Among the entries below, one line contains "Query: worker" and another contains "Query: truck cab". Transcribe those two lines and every line between them, exactly.

Exercise inputs START

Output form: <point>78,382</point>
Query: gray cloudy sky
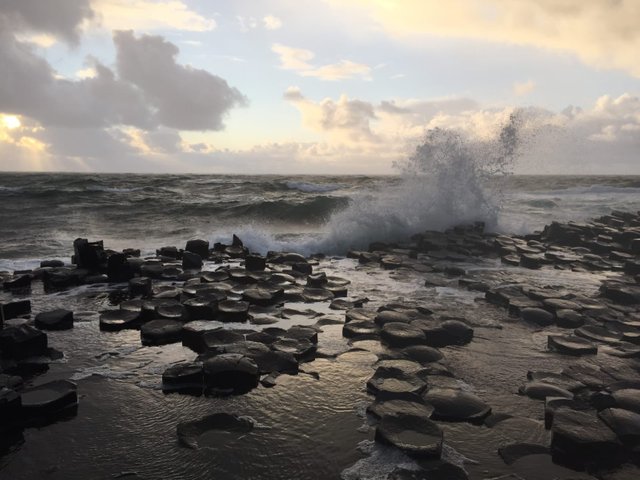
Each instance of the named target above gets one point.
<point>322,86</point>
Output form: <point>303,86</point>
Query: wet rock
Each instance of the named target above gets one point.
<point>15,309</point>
<point>191,261</point>
<point>456,405</point>
<point>230,373</point>
<point>22,341</point>
<point>59,319</point>
<point>624,423</point>
<point>48,400</point>
<point>380,408</point>
<point>566,318</point>
<point>571,345</point>
<point>628,398</point>
<point>539,390</point>
<point>537,315</point>
<point>581,439</point>
<point>189,433</point>
<point>199,247</point>
<point>422,354</point>
<point>114,320</point>
<point>184,377</point>
<point>161,332</point>
<point>416,436</point>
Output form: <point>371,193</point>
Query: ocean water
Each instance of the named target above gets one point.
<point>41,214</point>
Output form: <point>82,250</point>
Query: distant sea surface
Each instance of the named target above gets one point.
<point>41,214</point>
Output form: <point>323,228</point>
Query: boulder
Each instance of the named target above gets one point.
<point>456,405</point>
<point>58,319</point>
<point>22,341</point>
<point>415,435</point>
<point>230,373</point>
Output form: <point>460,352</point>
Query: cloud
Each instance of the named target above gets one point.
<point>185,98</point>
<point>271,22</point>
<point>148,15</point>
<point>298,59</point>
<point>602,33</point>
<point>524,88</point>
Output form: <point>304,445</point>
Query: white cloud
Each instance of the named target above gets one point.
<point>148,15</point>
<point>524,88</point>
<point>603,33</point>
<point>271,22</point>
<point>297,59</point>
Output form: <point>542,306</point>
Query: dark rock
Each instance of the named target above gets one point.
<point>571,345</point>
<point>581,439</point>
<point>537,315</point>
<point>416,436</point>
<point>59,319</point>
<point>230,373</point>
<point>189,433</point>
<point>161,332</point>
<point>49,400</point>
<point>199,247</point>
<point>14,309</point>
<point>191,261</point>
<point>456,405</point>
<point>624,423</point>
<point>22,341</point>
<point>399,335</point>
<point>184,377</point>
<point>113,320</point>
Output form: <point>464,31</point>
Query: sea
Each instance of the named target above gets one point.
<point>42,213</point>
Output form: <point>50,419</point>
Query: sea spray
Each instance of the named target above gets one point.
<point>446,182</point>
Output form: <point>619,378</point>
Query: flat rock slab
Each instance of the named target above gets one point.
<point>456,405</point>
<point>213,429</point>
<point>581,439</point>
<point>416,436</point>
<point>571,345</point>
<point>230,373</point>
<point>59,319</point>
<point>49,399</point>
<point>161,332</point>
<point>22,341</point>
<point>114,320</point>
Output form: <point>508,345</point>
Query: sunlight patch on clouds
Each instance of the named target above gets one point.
<point>147,15</point>
<point>297,59</point>
<point>601,33</point>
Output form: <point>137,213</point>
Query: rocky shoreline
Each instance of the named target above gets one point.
<point>250,319</point>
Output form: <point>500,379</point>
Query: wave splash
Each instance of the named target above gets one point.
<point>446,182</point>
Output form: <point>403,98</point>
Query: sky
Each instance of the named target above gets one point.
<point>322,86</point>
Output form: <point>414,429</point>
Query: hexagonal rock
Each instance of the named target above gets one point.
<point>161,332</point>
<point>380,408</point>
<point>59,319</point>
<point>449,332</point>
<point>415,435</point>
<point>22,341</point>
<point>183,377</point>
<point>398,335</point>
<point>624,423</point>
<point>581,439</point>
<point>49,399</point>
<point>360,329</point>
<point>230,373</point>
<point>539,390</point>
<point>456,405</point>
<point>538,316</point>
<point>571,345</point>
<point>391,384</point>
<point>118,320</point>
<point>422,354</point>
<point>390,316</point>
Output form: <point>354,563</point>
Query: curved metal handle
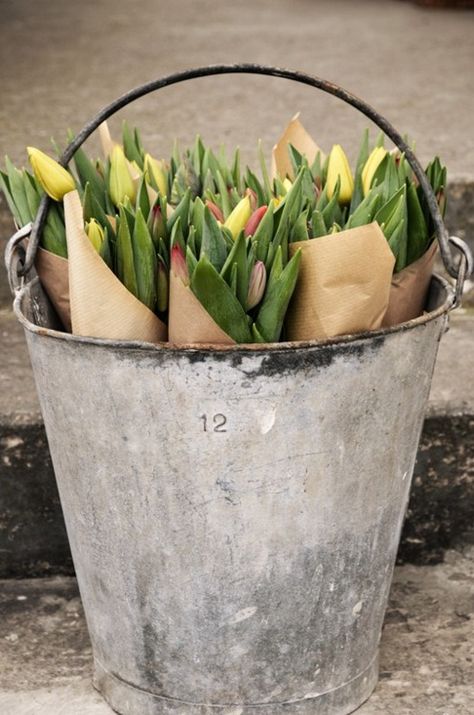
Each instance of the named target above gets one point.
<point>15,258</point>
<point>443,238</point>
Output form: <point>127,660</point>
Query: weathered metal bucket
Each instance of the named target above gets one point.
<point>234,514</point>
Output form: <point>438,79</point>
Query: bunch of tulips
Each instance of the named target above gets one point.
<point>224,232</point>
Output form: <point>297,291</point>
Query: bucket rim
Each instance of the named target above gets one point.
<point>253,348</point>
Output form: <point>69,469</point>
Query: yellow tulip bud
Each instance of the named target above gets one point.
<point>155,169</point>
<point>338,167</point>
<point>120,181</point>
<point>54,179</point>
<point>370,167</point>
<point>238,217</point>
<point>95,233</point>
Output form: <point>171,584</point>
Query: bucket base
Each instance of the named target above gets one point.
<point>126,699</point>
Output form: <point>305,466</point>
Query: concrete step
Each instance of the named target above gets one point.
<point>441,510</point>
<point>426,649</point>
<point>240,109</point>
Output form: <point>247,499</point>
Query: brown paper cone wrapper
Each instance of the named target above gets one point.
<point>409,289</point>
<point>101,306</point>
<point>343,286</point>
<point>189,323</point>
<point>53,272</point>
<point>297,135</point>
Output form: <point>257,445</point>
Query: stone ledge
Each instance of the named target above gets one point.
<point>426,655</point>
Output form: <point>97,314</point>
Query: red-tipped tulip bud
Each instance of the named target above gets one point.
<point>253,198</point>
<point>252,224</point>
<point>156,224</point>
<point>441,199</point>
<point>178,264</point>
<point>215,210</point>
<point>258,280</point>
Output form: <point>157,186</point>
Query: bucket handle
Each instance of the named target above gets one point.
<point>459,268</point>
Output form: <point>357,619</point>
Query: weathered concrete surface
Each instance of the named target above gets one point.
<point>426,654</point>
<point>62,62</point>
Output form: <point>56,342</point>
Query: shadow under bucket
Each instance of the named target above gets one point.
<point>234,514</point>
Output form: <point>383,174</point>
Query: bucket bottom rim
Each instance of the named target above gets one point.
<point>128,699</point>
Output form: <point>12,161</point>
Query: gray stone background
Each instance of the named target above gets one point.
<point>62,61</point>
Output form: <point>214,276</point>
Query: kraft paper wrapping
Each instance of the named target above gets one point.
<point>297,135</point>
<point>189,323</point>
<point>409,289</point>
<point>101,306</point>
<point>343,286</point>
<point>53,272</point>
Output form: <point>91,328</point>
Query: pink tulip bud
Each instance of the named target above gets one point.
<point>215,210</point>
<point>178,264</point>
<point>258,280</point>
<point>252,224</point>
<point>253,198</point>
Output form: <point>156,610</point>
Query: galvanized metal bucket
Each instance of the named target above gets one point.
<point>234,514</point>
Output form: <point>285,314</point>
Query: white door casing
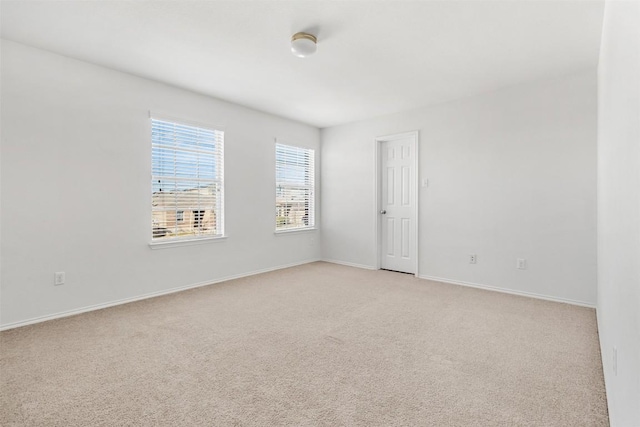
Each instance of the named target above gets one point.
<point>398,203</point>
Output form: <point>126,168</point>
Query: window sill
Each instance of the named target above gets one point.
<point>186,242</point>
<point>295,230</point>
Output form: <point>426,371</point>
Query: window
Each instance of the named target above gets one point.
<point>187,181</point>
<point>294,188</point>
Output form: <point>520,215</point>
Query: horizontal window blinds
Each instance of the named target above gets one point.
<point>187,181</point>
<point>294,188</point>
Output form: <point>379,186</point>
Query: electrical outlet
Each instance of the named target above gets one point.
<point>59,278</point>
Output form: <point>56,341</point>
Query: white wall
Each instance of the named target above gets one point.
<point>512,175</point>
<point>76,194</point>
<point>619,209</point>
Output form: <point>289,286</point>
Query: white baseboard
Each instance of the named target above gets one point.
<point>508,291</point>
<point>349,264</point>
<point>145,296</point>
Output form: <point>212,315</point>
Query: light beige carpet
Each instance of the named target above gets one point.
<point>315,345</point>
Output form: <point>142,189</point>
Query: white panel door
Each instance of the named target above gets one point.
<point>397,207</point>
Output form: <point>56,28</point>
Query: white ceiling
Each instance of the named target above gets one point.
<point>374,57</point>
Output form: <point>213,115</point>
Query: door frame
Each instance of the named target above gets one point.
<point>414,192</point>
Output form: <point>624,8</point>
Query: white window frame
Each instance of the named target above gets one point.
<point>217,155</point>
<point>294,150</point>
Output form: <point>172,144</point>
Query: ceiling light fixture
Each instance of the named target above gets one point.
<point>303,44</point>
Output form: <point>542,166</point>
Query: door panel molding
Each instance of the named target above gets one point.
<point>410,191</point>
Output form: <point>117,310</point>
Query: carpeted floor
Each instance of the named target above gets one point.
<point>315,345</point>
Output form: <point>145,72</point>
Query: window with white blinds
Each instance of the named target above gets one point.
<point>187,181</point>
<point>294,188</point>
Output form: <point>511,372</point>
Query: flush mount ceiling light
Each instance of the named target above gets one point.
<point>303,44</point>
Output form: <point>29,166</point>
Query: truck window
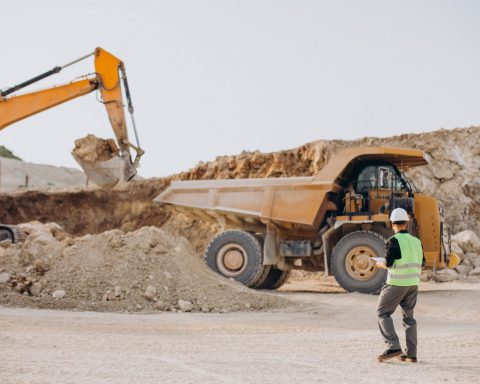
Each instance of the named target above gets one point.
<point>379,176</point>
<point>367,179</point>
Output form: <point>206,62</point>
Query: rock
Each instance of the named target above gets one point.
<point>185,305</point>
<point>468,241</point>
<point>36,288</point>
<point>160,306</point>
<point>58,294</point>
<point>150,292</point>
<point>445,275</point>
<point>4,277</point>
<point>6,243</point>
<point>457,250</point>
<point>473,258</point>
<point>475,272</point>
<point>117,291</point>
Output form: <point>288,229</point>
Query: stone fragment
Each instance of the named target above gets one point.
<point>463,269</point>
<point>150,292</point>
<point>58,294</point>
<point>6,243</point>
<point>118,291</point>
<point>457,250</point>
<point>36,288</point>
<point>475,272</point>
<point>185,305</point>
<point>4,277</point>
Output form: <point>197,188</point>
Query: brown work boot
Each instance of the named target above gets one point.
<point>408,359</point>
<point>389,354</point>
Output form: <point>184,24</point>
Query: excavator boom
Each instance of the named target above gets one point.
<point>108,77</point>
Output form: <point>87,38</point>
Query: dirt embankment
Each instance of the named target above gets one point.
<point>88,211</point>
<point>453,176</point>
<point>144,270</point>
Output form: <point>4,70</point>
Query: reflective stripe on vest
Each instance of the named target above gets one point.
<point>406,270</point>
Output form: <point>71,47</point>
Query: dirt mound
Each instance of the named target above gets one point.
<point>453,177</point>
<point>93,149</point>
<point>143,270</point>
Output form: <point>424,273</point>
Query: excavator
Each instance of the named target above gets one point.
<point>107,79</point>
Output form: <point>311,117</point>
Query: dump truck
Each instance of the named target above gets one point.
<point>335,221</point>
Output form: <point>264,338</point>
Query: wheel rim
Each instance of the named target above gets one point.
<point>359,263</point>
<point>232,259</point>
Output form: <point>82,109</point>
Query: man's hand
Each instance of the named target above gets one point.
<point>381,265</point>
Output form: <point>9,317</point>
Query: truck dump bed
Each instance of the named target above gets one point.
<point>290,202</point>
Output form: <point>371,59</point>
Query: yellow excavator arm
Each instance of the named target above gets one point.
<point>108,77</point>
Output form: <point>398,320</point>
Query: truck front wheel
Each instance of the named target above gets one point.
<point>238,255</point>
<point>352,263</point>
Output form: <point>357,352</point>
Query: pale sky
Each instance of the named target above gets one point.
<point>212,78</point>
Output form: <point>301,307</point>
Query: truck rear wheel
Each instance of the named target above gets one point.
<point>352,263</point>
<point>275,279</point>
<point>239,255</point>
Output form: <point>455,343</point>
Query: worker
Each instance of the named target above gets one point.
<point>404,259</point>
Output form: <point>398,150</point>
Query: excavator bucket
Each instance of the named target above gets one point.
<point>101,161</point>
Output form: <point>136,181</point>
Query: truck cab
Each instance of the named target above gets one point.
<point>334,222</point>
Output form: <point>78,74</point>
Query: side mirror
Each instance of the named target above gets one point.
<point>384,177</point>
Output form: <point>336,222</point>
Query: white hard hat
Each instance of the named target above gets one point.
<point>399,214</point>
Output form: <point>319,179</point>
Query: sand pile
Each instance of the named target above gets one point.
<point>453,177</point>
<point>143,270</point>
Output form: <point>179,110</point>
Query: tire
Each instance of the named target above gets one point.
<point>237,254</point>
<point>275,279</point>
<point>350,267</point>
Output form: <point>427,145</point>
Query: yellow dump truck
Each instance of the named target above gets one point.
<point>335,222</point>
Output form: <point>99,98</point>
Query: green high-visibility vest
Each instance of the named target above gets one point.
<point>406,271</point>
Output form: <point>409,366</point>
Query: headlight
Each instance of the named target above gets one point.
<point>441,210</point>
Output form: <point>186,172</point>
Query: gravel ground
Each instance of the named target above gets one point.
<point>324,337</point>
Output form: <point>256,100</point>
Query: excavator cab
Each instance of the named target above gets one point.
<point>105,162</point>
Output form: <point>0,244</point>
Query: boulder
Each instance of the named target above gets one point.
<point>150,292</point>
<point>4,277</point>
<point>473,259</point>
<point>457,250</point>
<point>58,294</point>
<point>185,305</point>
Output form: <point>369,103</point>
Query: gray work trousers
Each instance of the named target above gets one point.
<point>390,297</point>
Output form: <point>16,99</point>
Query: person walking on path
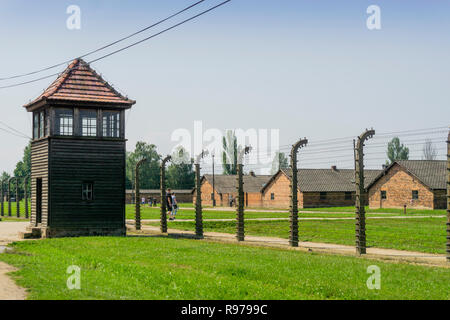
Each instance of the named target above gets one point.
<point>174,207</point>
<point>169,202</point>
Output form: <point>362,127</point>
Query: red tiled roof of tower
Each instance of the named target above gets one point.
<point>80,83</point>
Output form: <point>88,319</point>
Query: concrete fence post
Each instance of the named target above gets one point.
<point>9,197</point>
<point>163,222</point>
<point>25,192</point>
<point>198,191</point>
<point>137,194</point>
<point>240,230</point>
<point>361,196</point>
<point>448,198</point>
<point>293,216</point>
<point>17,199</point>
<point>2,204</point>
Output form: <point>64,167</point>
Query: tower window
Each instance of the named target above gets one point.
<point>87,191</point>
<point>111,124</point>
<point>41,124</point>
<point>64,122</point>
<point>36,126</point>
<point>88,123</point>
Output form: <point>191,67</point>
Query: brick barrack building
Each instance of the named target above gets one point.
<point>419,184</point>
<point>316,188</point>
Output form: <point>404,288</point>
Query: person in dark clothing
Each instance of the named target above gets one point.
<point>169,203</point>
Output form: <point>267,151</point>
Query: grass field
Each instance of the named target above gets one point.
<point>423,235</point>
<point>164,268</point>
<point>208,213</point>
<point>14,208</point>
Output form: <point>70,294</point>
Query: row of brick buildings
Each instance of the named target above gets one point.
<point>414,183</point>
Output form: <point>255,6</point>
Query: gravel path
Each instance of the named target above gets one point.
<point>372,253</point>
<point>131,221</point>
<point>9,290</point>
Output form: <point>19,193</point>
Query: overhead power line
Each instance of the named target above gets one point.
<point>127,47</point>
<point>105,46</point>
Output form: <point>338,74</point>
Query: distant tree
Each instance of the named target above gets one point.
<point>23,169</point>
<point>180,173</point>
<point>229,154</point>
<point>429,151</point>
<point>149,171</point>
<point>4,179</point>
<point>280,161</point>
<point>5,176</point>
<point>396,151</point>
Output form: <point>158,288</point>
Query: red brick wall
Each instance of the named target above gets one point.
<point>333,199</point>
<point>399,185</point>
<point>252,199</point>
<point>280,187</point>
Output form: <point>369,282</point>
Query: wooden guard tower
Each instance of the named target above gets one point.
<point>78,156</point>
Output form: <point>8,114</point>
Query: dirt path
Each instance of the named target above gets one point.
<point>9,290</point>
<point>372,253</point>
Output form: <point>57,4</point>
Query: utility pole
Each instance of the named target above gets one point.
<point>293,217</point>
<point>163,223</point>
<point>448,197</point>
<point>137,194</point>
<point>214,184</point>
<point>2,205</point>
<point>361,196</point>
<point>240,234</point>
<point>9,197</point>
<point>25,195</point>
<point>17,199</point>
<point>198,190</point>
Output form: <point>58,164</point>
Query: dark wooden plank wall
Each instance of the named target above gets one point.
<point>74,161</point>
<point>39,169</point>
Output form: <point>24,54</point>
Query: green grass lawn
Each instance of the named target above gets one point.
<point>208,213</point>
<point>164,268</point>
<point>423,235</point>
<point>14,208</point>
<point>382,210</point>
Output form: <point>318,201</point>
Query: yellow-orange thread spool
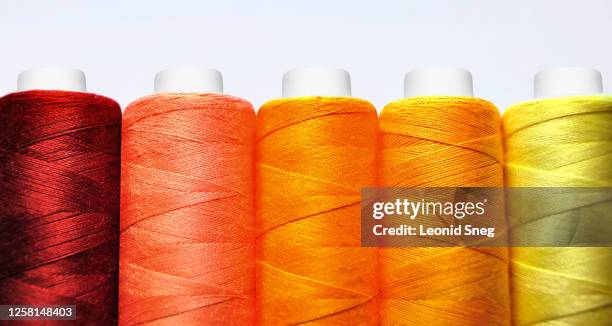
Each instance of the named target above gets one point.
<point>560,142</point>
<point>314,155</point>
<point>442,141</point>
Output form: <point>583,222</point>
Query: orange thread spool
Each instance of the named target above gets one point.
<point>442,141</point>
<point>187,246</point>
<point>314,154</point>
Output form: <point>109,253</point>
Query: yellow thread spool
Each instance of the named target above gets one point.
<point>560,142</point>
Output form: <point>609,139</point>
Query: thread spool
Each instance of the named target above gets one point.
<point>432,140</point>
<point>187,245</point>
<point>59,209</point>
<point>562,139</point>
<point>314,154</point>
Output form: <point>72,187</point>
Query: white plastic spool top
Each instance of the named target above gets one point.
<point>568,81</point>
<point>189,79</point>
<point>316,81</point>
<point>438,82</point>
<point>52,78</point>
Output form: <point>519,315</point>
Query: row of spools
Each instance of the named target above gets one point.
<point>224,216</point>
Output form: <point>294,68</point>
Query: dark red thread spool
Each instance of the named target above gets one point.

Exercise inputs END

- Exercise solution:
Query: worker
Each instance of the named target above gets one point.
<point>404,259</point>
Output form: <point>398,150</point>
Query: excavator bucket
Each instance of the named target above gets one point.
<point>101,161</point>
Output form: <point>136,181</point>
Query: truck cab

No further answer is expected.